Replace "largest circle" with "biggest circle" throughout the items below and write them all out again with nothing else changed. Leave the pictures out of your answer.

◆ **Object point labels**
--

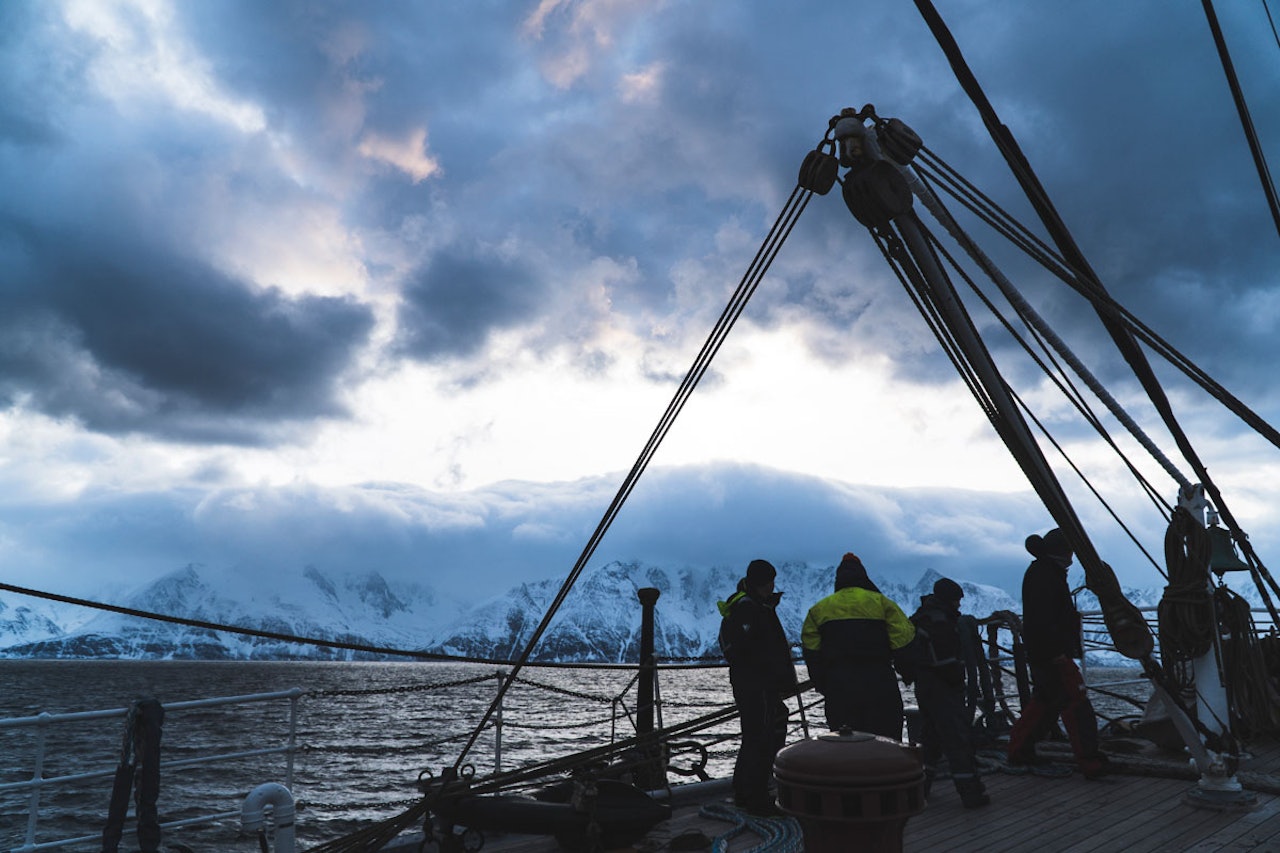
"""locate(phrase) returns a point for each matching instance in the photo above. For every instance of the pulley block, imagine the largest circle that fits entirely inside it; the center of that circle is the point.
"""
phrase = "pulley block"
(819, 168)
(897, 141)
(877, 194)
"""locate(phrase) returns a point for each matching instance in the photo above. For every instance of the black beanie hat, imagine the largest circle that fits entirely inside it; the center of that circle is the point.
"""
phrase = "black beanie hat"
(1051, 544)
(947, 589)
(759, 571)
(851, 573)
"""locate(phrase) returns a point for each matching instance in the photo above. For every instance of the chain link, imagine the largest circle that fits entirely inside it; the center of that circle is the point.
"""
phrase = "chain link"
(576, 694)
(305, 804)
(405, 688)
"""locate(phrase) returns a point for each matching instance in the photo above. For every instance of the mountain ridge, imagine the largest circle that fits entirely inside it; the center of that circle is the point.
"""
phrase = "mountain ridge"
(599, 619)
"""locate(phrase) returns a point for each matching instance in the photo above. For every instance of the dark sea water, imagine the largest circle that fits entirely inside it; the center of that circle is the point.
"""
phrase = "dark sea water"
(364, 733)
(360, 756)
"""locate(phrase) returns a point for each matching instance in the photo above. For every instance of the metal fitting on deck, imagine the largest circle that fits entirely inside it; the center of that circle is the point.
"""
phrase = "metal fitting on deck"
(850, 790)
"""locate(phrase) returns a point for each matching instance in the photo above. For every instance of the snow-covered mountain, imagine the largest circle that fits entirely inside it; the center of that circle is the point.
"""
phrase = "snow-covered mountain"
(599, 619)
(360, 609)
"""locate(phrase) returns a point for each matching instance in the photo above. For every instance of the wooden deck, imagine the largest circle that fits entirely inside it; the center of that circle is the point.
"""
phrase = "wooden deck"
(1139, 808)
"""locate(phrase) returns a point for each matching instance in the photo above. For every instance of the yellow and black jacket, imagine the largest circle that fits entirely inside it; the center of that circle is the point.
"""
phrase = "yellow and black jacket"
(854, 626)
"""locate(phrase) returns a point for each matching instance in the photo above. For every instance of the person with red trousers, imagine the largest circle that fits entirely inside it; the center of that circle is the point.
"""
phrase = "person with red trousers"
(1051, 635)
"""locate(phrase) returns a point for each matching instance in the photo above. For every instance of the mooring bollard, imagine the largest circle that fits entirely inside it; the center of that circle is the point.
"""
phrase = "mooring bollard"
(850, 790)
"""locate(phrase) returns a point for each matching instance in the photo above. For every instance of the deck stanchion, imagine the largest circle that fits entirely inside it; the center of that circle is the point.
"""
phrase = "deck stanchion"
(650, 774)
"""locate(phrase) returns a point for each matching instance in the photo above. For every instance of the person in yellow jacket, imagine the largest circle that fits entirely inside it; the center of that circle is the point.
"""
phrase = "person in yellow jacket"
(853, 641)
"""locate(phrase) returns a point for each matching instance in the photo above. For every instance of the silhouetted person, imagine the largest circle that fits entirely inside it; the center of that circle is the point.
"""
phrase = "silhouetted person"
(946, 723)
(853, 639)
(760, 671)
(1051, 635)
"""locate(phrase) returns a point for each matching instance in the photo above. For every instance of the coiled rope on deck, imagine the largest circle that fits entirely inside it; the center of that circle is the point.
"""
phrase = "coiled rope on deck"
(780, 835)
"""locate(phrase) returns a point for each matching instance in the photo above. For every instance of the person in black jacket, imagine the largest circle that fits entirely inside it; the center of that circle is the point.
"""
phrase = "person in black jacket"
(940, 676)
(760, 671)
(1051, 635)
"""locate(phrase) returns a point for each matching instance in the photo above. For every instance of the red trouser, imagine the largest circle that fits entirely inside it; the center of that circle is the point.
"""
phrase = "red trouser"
(1059, 692)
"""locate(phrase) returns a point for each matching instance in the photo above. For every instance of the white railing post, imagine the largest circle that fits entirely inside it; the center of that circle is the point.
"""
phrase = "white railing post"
(293, 738)
(497, 726)
(37, 779)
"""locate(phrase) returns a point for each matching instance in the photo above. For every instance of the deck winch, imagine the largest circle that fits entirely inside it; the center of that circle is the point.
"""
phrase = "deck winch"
(850, 790)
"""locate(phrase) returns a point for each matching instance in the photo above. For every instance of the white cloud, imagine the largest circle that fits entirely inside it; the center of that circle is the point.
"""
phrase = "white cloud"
(407, 154)
(144, 54)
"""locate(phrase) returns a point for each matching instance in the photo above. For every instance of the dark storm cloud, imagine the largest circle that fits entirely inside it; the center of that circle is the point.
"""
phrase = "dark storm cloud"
(449, 308)
(128, 338)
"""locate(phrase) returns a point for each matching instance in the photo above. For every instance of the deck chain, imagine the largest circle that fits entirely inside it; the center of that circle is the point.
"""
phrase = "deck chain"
(405, 688)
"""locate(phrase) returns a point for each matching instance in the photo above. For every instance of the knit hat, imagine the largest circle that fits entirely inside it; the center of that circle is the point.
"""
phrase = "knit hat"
(851, 573)
(1051, 544)
(947, 589)
(759, 571)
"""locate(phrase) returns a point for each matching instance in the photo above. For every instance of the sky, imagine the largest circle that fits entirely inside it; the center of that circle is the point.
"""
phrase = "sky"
(406, 287)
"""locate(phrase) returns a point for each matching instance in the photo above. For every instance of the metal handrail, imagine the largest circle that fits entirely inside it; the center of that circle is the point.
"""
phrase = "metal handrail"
(39, 781)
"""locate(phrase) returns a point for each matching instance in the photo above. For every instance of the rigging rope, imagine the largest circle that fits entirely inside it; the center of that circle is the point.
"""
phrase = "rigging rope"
(1034, 320)
(1251, 135)
(1121, 333)
(750, 279)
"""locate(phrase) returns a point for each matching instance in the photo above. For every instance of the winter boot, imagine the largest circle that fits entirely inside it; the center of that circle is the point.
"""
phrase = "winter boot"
(972, 792)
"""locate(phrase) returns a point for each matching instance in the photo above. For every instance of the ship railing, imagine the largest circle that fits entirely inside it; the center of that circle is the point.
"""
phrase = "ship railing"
(42, 723)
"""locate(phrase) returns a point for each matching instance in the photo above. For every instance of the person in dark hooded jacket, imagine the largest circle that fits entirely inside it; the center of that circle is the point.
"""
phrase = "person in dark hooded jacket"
(1051, 635)
(853, 639)
(940, 678)
(760, 671)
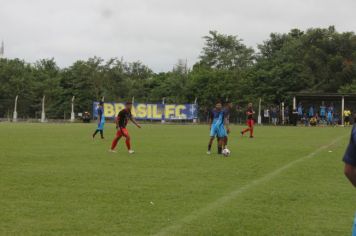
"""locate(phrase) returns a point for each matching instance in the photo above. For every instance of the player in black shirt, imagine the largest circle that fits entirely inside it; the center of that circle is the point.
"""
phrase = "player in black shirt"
(121, 121)
(350, 164)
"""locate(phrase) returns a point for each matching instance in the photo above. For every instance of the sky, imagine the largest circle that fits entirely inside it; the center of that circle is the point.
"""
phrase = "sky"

--

◆ **Complete answer**
"""locate(phrase) returns a point for each matching instance in the photo above. For every instance of the pulley block, imagine the biggest circle that fits entirely inside it; the center of that circle is the point.
"""
phrase = "pulley block"
(819, 168)
(897, 141)
(877, 194)
"""locate(phrase) returns a point for each matching instance in the photo above. For every instance of the black beanie hat, imagine the biggest circle that fits entirely inside it; the center of that circle is the point.
"""
phrase = "black beanie hat"
(1051, 544)
(947, 589)
(759, 571)
(851, 573)
"""locate(phrase) returns a point for each matching instance in the photo above. For every instance of the chain link, imagine the biggest circle that fits entirely inside it; the center of that circle is the point.
"""
phrase = "chain link"
(576, 694)
(305, 804)
(405, 688)
"""locate(phrase) returns a point for each matching instance in the photo above. For every instance of the mountain ridge, imagine the biggest circle that fits entirely inside it; the center of that circle is the point.
"""
phrase = "mountain ridge"
(599, 619)
"""locate(phrase) returns a point for each matching instance in the photo above. For every instance of the dark sea water, imagine the biggest circle that fits entirely inside it; the center of that circle is the point.
"""
phrase = "dark sea water"
(364, 733)
(360, 756)
"""locate(phrase) returns a point for each matching instance in the photo above. For every instance of the metal fitting on deck, imagine the biggest circle that fits entirely inside it; the center of that circle is the point.
"""
phrase = "metal fitting on deck"
(850, 790)
"""locate(phrase) returns a point for each matching instance in the photo above. For every instance of the snow-covered mountain, imagine the biggest circle that fits entirely inside it; the center of that circle is the point.
"""
phrase = "snow-covered mountain"
(599, 619)
(360, 609)
"""locate(phrase) returns a point for each matching instance in the photo above. For every instance of the wooden deck, imagine the biggest circle that fits entirely inside it; the center of that circle is the point.
"""
phrase = "wooden deck"
(1139, 808)
"""locate(phrase) returns a point for each matching instance in the photo above. For every instance of the yellow and black jacket, imagine the biggest circle that fits entirely inside it; the center of that circle is the point.
"""
phrase = "yellow and black jacket"
(854, 626)
"""locate(phrase) returns a point for each matching instance in the photo above. For every instance of the person with red trousers, imagine the biggest circle that fits entirely inside it; the center of that circle is the point.
"""
phrase = "person with red trousers"
(1051, 635)
"""locate(phrase) returns a point for each matching instance in the photo above. For every instance of the mooring bollard, imagine the biggest circle that fits entirely inside it; the center of that circle is the point.
"""
phrase = "mooring bollard"
(850, 790)
"""locate(phrase) returns a point for each matching instance in the photo above. For every instance of the deck stanchion, imagine the biggest circle that fits entirely inside it; the center of that circle is the point.
"""
phrase = "deck stanchion"
(650, 774)
"""locate(phrase) returns a point for each matching instance in the photo above. For every instance of the person in yellow jacket, imagine the biggest circle that fits entirely inside it; the center of that circle is the point.
"""
phrase = "person in yellow jacket"
(853, 641)
"""locate(phrase) returns a point for each matching instance in the photo above. For every instance of the silhouetted person, imagine the biggest circle that fits entirely inside it; the center of that circle is the point.
"""
phrase = "silhouetted person"
(946, 723)
(853, 639)
(760, 671)
(1051, 635)
"""locate(phrase) returns a point for each matching instance in the photo above. For every instance of the coiled rope on deck, imagine the biggest circle that fits entirely inside it; the center of that circle is the point.
"""
phrase = "coiled rope on deck"
(780, 835)
"""locate(phrase) returns a point for each matching instance in the photo above. For every instance of the person in black jacket, imagine the biggest circle that fits entirely inside it; the center of that circle is the point.
"""
phrase = "person in black jacket"
(940, 676)
(760, 671)
(1051, 635)
"""locate(phrase) returns a point for each matching instance in the photo above. For every instance of the red trouser, imagine the biggest circle that fits entirely inside it; the center of that circle is the point.
"""
phrase = "red trouser"
(1059, 692)
"""locate(phrase) returns a point for each matching instance in the photo above. For every instance of the white railing post, imagine the biggest circle that fits entirely inside it; the center of that circle is the point.
"""
phrase = "white railing post"
(293, 738)
(497, 726)
(37, 779)
"""locate(phrase) returns a point for each matching instance in the photo above. For every instance of the deck winch, imagine the biggest circle that fits entirely inside it; the center of that circle is the point.
"""
phrase = "deck winch"
(850, 790)
"""locate(phrase) returns a point for each matching instance in the photo above. For every instance of the white cloud, imagine the biggest circle that fits entirely inside it; the center of that circle is the point.
"""
phrase = "white cloud"
(407, 154)
(144, 54)
"""locate(phrase) returns a point for each matching instance in the photo above. For every instance of the dark storm cloud, imagine the biggest circle that fits entirely inside it; the center of that circle is the point.
"""
phrase = "dark storm cloud"
(449, 308)
(128, 338)
"""locate(phrase) returns a point for each matching instance in the photo above. For every instance of the deck chain, imagine the biggest circle that fits entirely inside it; the center of that circle is the point.
"""
phrase = "deck chain"
(405, 688)
"""locate(phrase) returns a point for each matching instance in the photo above. For every instance of the knit hat, imagine the biggest circle that fits entirely inside it; the center of that circle is the point.
"""
phrase = "knit hat"
(851, 573)
(1051, 544)
(947, 589)
(759, 571)
"""locate(phrase) returns a point for each matching instance in the photo above. For every instance of the sky, imagine the biggest circle that fits entirely inside it; the center of that circle is the point.
"""
phrase = "sky"
(406, 287)
"""locate(phrase) returns a point for each matching instance in the photo above. For every instance of the metal handrail, imagine the biggest circle that fits entirely inside it; the center of that circle is the point.
"""
phrase = "metal handrail"
(39, 781)
"""locate(phrase) returns a point for each matching instance in the photo above. For every instance of the rigging rope, imagine the biggest circle that fits entirely inside it; the center of that circle is the point.
"""
phrase = "rigging rope"
(1034, 320)
(1251, 135)
(1121, 333)
(750, 279)
"""locate(phrase) returns a point for each matching instance in the photo above. For every instance of the winter boot, imagine the biggest circle that fits entirely inside it; the center of that circle is the point.
"""
phrase = "winter boot"
(972, 792)
"""locate(phrase) returns a point for each matching instance in the photo above. For every instance of the ship railing, imagine the biggest circle that fits entirely inside it; the center of that circle is the point.
"""
phrase = "ship railing"
(42, 723)
"""locate(phrase) returns a point for each matching instance in the photo above. For every instance of the person in dark hooded jacket, imagine the biggest circle that fits entirely inside it; the center of that circle is the point.
"""
phrase = "person in dark hooded jacket"
(1051, 635)
(853, 639)
(940, 678)
(760, 671)
"""locate(phrase) returns a point for each matching instance in the photo above. For every instance of the player in black shirt, imagine the biggest circle that fits entirely inside it; the center of that circle is the point.
"""
phrase = "player in black shirt"
(121, 121)
(350, 164)
"""locate(phrase) returns a point for each matching instance in the photo above. For every instance of the sky, imagine the biggest circle that fits entirely inside it; the center of that circle is the point.
"""
phrase = "sky"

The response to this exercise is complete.